• **What you have to do**: Copy the records below from the line containing "Task: If you could tag each instance of the arid" through the end of the records, leaving the pictures out of your answer.
──────── Records for the task ────────
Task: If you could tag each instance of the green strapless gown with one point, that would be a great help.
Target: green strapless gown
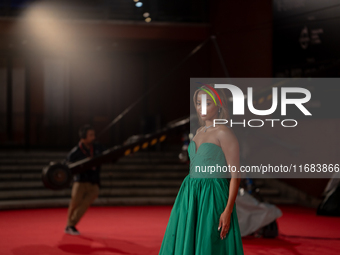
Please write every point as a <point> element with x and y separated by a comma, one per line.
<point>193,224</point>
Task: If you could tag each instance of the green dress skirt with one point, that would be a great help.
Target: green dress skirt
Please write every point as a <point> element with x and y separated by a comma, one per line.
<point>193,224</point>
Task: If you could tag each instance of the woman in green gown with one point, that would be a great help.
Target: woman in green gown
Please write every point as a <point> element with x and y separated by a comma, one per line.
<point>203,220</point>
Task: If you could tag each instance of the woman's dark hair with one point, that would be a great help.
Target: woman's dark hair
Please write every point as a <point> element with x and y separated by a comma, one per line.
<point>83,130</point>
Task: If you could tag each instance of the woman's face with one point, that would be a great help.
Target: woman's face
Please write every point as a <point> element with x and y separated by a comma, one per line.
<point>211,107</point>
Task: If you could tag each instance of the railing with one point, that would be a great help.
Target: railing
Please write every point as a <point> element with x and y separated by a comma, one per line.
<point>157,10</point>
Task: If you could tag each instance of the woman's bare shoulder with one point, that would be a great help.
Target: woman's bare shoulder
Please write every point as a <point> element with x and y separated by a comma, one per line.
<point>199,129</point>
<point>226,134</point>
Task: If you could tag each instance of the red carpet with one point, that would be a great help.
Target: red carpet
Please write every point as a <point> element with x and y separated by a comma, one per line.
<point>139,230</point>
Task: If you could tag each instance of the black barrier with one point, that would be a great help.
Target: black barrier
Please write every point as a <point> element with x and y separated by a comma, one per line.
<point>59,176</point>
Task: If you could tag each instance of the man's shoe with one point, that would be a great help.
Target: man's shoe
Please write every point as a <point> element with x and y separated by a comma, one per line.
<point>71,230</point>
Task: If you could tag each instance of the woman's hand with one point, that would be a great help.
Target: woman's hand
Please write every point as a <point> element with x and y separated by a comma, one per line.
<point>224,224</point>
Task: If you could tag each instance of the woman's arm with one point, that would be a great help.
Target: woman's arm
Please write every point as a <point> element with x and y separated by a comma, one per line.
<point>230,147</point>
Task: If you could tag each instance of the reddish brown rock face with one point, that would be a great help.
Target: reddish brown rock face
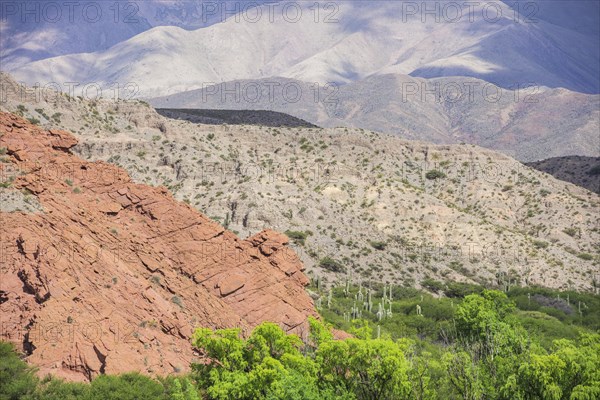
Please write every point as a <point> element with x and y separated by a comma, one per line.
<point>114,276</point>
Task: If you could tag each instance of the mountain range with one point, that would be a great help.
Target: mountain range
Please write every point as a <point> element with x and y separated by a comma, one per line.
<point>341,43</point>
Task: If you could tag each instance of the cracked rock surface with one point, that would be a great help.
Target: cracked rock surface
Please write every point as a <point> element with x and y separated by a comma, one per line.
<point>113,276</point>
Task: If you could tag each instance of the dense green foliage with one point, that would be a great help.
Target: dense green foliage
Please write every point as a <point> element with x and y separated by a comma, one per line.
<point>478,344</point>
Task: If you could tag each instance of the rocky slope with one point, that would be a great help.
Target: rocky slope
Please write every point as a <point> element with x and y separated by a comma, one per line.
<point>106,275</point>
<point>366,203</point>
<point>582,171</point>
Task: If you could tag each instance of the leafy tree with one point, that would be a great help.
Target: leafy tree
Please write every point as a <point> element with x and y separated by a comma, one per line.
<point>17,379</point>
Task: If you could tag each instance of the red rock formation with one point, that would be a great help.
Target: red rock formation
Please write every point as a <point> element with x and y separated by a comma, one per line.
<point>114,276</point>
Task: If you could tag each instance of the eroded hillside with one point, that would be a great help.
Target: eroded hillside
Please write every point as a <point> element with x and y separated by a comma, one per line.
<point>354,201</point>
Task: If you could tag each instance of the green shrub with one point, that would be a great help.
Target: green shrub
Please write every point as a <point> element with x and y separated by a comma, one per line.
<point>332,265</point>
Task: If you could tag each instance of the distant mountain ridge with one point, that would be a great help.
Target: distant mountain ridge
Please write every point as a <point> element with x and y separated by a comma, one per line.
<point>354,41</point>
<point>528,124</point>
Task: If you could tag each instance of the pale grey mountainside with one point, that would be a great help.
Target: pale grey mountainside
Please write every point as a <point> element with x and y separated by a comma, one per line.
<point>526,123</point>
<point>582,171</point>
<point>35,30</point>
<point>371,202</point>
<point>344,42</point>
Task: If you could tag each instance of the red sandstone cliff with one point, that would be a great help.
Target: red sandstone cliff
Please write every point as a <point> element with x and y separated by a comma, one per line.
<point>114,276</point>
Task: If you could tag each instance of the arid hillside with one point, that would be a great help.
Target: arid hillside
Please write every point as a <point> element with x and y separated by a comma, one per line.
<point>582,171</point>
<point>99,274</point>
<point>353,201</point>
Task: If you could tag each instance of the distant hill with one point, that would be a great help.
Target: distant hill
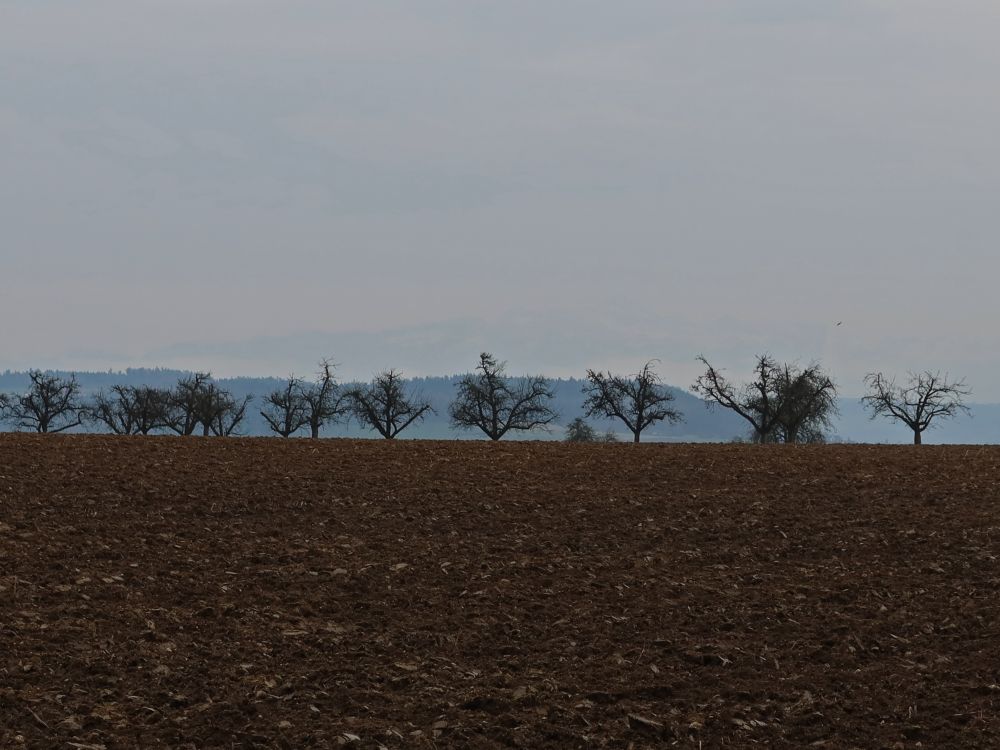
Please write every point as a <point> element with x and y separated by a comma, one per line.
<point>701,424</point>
────────
• **Expected output**:
Task: If you could tag each instance of the arid hillside with one point, that would be a great help.
Target: arid hillside
Please write every point as a <point> element with x and y separated by a comma, one per line.
<point>582,171</point>
<point>99,274</point>
<point>353,201</point>
Task: If you could tag each instance of the distant hill with one point, that would be a great help.
Target: distant hill
Please write every point as a <point> element with x and y separated by a comma, one per line.
<point>701,424</point>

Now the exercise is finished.